■ PROBLEM STATEMENT ■
Once you have read the records, write them out again exactly.
-------- DATA EXTRACT
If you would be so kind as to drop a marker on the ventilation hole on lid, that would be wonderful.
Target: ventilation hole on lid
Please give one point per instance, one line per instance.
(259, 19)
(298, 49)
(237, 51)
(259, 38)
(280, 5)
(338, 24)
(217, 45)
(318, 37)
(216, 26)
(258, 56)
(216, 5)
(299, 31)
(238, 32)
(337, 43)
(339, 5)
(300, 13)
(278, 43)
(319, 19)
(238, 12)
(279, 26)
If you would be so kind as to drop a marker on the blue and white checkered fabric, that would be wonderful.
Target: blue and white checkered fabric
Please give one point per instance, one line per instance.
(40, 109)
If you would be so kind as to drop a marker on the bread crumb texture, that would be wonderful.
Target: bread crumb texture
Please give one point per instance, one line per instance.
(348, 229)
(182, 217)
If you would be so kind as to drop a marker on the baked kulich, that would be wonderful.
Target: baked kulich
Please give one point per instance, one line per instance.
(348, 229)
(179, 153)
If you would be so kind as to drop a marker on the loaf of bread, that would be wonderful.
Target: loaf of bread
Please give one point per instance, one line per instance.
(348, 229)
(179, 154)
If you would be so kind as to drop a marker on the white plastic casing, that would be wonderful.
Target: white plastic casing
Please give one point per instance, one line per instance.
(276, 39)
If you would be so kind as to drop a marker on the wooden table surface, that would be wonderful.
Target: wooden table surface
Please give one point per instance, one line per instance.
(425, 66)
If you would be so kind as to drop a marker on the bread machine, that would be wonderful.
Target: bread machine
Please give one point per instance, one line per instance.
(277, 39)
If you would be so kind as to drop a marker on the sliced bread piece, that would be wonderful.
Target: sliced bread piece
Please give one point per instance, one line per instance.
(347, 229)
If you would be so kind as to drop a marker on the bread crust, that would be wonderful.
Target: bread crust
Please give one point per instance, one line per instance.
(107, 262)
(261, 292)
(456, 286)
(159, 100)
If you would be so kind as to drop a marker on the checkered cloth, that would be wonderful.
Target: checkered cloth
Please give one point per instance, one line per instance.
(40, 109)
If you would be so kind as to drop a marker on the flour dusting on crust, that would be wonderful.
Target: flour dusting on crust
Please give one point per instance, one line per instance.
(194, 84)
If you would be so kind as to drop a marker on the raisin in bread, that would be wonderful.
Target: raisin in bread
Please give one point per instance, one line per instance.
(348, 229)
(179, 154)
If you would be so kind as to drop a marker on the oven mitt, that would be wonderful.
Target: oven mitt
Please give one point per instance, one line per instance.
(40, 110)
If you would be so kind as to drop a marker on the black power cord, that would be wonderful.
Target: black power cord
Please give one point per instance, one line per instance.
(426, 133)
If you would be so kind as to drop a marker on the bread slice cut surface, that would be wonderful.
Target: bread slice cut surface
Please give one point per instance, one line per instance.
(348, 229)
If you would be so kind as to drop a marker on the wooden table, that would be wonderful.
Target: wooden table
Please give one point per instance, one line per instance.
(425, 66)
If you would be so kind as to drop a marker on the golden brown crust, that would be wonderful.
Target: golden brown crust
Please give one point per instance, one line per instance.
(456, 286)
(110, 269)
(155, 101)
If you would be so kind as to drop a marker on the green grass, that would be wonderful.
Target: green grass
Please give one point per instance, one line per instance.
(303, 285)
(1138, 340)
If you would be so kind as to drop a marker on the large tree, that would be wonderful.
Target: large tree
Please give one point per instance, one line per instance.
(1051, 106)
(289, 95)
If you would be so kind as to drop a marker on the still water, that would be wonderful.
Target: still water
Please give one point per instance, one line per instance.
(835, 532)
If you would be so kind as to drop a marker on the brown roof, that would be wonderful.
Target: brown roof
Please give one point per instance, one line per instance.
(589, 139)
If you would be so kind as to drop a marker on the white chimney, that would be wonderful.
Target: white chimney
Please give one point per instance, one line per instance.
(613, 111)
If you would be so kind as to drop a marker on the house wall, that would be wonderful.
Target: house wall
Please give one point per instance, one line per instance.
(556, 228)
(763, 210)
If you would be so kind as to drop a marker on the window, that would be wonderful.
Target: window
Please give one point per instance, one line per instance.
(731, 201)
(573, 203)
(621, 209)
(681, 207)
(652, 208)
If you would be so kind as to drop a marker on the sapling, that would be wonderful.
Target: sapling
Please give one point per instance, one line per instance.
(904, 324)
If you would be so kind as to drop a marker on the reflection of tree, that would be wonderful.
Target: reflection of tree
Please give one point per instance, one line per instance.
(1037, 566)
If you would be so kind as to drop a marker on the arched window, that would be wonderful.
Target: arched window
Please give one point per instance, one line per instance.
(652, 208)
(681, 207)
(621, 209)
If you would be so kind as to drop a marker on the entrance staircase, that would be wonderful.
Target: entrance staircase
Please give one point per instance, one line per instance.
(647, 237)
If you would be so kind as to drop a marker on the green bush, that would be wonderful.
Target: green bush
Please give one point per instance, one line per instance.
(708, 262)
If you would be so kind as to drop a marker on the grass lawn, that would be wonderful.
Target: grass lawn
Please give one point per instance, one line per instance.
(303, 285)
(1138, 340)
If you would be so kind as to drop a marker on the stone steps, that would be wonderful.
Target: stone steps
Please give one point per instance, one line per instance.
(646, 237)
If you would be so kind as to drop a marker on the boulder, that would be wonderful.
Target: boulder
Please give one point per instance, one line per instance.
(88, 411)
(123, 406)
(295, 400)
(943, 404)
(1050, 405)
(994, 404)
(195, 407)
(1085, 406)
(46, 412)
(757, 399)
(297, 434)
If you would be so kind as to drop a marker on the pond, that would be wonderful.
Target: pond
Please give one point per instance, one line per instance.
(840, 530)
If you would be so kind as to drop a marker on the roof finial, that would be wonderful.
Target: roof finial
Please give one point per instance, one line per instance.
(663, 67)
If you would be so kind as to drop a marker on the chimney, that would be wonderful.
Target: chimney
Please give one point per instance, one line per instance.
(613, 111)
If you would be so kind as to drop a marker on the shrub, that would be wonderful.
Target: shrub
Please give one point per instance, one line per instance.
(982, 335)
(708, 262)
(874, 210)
----------------
■ WRITTEN RESPONSE ■
If you would be so kind as to drop a marker on the ventilation hole on lid, that would be wonderful.
Target: ventilation hole on lid
Please give one point per instance, one line per instance.
(259, 19)
(298, 49)
(237, 51)
(259, 38)
(280, 5)
(338, 24)
(217, 45)
(318, 37)
(216, 26)
(258, 56)
(216, 5)
(299, 31)
(238, 32)
(337, 43)
(339, 5)
(300, 13)
(278, 43)
(319, 19)
(238, 12)
(279, 26)
If you would be so kind as to drop a marker on the blue and white checkered fabric, that would be wonderful.
Target: blue and white checkered fabric
Please give one point per instance, one line per instance.
(40, 109)
If you would be so kind as to drop a marker on the bread crumb texture, that would be wonderful.
Target: bread crumb texture
Please give one point per instance, one line per instance.
(348, 229)
(182, 217)
If you would be so kind as to drop a marker on the baked kulich, that would be wonderful.
Target: baked kulich
Please give one point per instance, one line per instance.
(348, 229)
(179, 153)
If you would be so kind as to drop a marker on the loaf of bread, that would be wonderful.
Target: loaf of bread
Please give one point per instance, one line per instance.
(348, 229)
(179, 154)
If you would be so kind as to drop a marker on the white plastic casing, that would be wonderful.
Target: white plastic casing
Please give one point per instance, one line per instance.
(276, 39)
If you would be so kind as to drop a marker on the wooden table surface, that would be wonderful.
Target: wooden table surface
Please give one point per instance, one line per instance.
(425, 66)
If you would be so kind as to drop a marker on the bread machine, that would be wonderful.
Target: bread machine
Please give one point per instance, one line per instance.
(277, 39)
If you would be so kind as to drop a marker on the sliced bread piece, that would be wonderful.
Target: sliced bread piece
Please give one point per instance, one line per instance.
(347, 229)
If you would be so kind as to drop a marker on the bread crust, that would be wonderful.
Target: bread crust
Please give one point per instance, one line per instance.
(107, 262)
(261, 292)
(456, 286)
(159, 100)
If you would be so kind as to drop a marker on the checkered cloth, that would be wonderful.
Target: checkered cloth
Please give one point per instance, one line per instance.
(40, 109)
If you would be so kind as to drop a marker on the flour dusting on crust, that would be wonderful.
Target: flour dusting on crust
Please give one point per instance, one line per instance.
(194, 84)
If you would be so kind as to drop a marker on the raisin in bread, that would be wonderful.
Target: raisin in bread
Please give one point per instance, one line per instance.
(348, 229)
(179, 154)
If you would be so kind as to drop a marker on the oven mitt, that would be wonderful.
Target: oven mitt
Please give one point per instance, one line per instance.
(40, 110)
If you would be so kind as to drop a marker on the black power cord, that would be wonderful.
Target: black power cord
Please give one point per instance, one line per instance.
(426, 133)
If you would be so kind as to drop a marker on the bread slice cut surface, that would be wonderful.
Target: bread slice cut surface
Please give one point per instance, one line per instance.
(348, 229)
If you would be so kind as to drop a marker on the wooden table, that would be wonderful.
Target: wooden table
Please give one point per instance, one line per instance.
(425, 66)
If you would be so kind as to drop a marker on the golden brown crust, that would be wonderful.
Target: golden brown crust
Please give one point per instance, one line per instance.
(456, 286)
(110, 269)
(155, 101)
If you would be so kind as to drop a marker on the green grass, that would be wonderful.
Target: green grass
Please give one point per instance, one line per instance.
(303, 285)
(1138, 340)
If you would be so kind as to drop a marker on the large tree, that would be wonderful.
Target: large tree
Please give one point per instance, one line per instance.
(1051, 106)
(289, 95)
If you would be so kind as to drop a marker on the still water, that would be wonderful.
Target: still water
Please give one point per instance, one line per instance.
(835, 532)
If you would be so kind as to drop a marker on the brown roof, that would be wonderful.
Target: brown roof
Please give one point per instance, one line per instance.
(589, 139)
If you would be so kind as to drop a marker on the white chimney, that would be wonderful.
Target: white chimney
Please give one point per instance, one line per instance.
(613, 111)
If you would be so kind as to drop a marker on the house wall, that would be wonderful.
Target: house wall
Please give one point per instance, one line per instance.
(556, 228)
(763, 210)
If you would be so kind as to drop a marker on the window, that would be wonderful.
Target: window
Please give one point per instance, one line per instance.
(731, 201)
(573, 203)
(621, 209)
(681, 207)
(652, 208)
If you would be so kind as to drop a marker on the sapling, that would be wonderful.
Target: sapling
Please give one point per instance, one line per instance.
(904, 324)
If you would be so kind as to drop a marker on the reflection of tree, that would be wonderful.
Target: reflection of tree
Please give one point per instance, one line per instance.
(1037, 566)
If you would be so kind as to drop a marker on the arched window, that would be wonderful.
Target: arched window
Please give one point per instance, one line per instance.
(652, 208)
(681, 207)
(621, 209)
If you would be so kind as to drop a marker on the entrance staircase, that would be wonderful.
Target: entrance staircase
Please give one point per instance, one line per instance.
(647, 237)
If you would be so kind as to drop a marker on the green bush, that would be wonderful.
Target: green bush
Please give one point per instance, one line per instance.
(708, 262)
If you would be so kind as to drop a marker on the grass lawn, that would be wonderful.
Target: grass lawn
Please give one point per instance, one line per instance.
(303, 285)
(1138, 340)
If you would be so kind as to drop a marker on the stone steps, that would be wonderful.
Target: stone steps
Please give one point per instance, one line per instance.
(646, 237)
If you would be so kind as to drop a marker on the boulder, that would be wonderful.
Target: boulder
Please give one point per instance, one line per instance.
(88, 411)
(123, 406)
(295, 400)
(943, 404)
(1050, 405)
(994, 404)
(195, 407)
(1085, 406)
(46, 412)
(757, 399)
(297, 434)
If you would be so kind as to drop a marker on the pond, that would be wonderful.
Target: pond
Please give one point per instance, one line per instance.
(840, 530)
If you would be so kind as to drop a marker on the roof finial, that would be wonderful.
Target: roof finial
Please give one point per instance, one line per instance.
(663, 67)
If you would be so kind as to drop a marker on the chimney, that would be wonderful.
Target: chimney
Please give one point per instance, one line per instance.
(613, 111)
If you would be so kind as to drop a marker on the shrub, that would be wonderful.
Target: shrub
Please give one point per instance, one line per instance.
(982, 335)
(708, 262)
(874, 210)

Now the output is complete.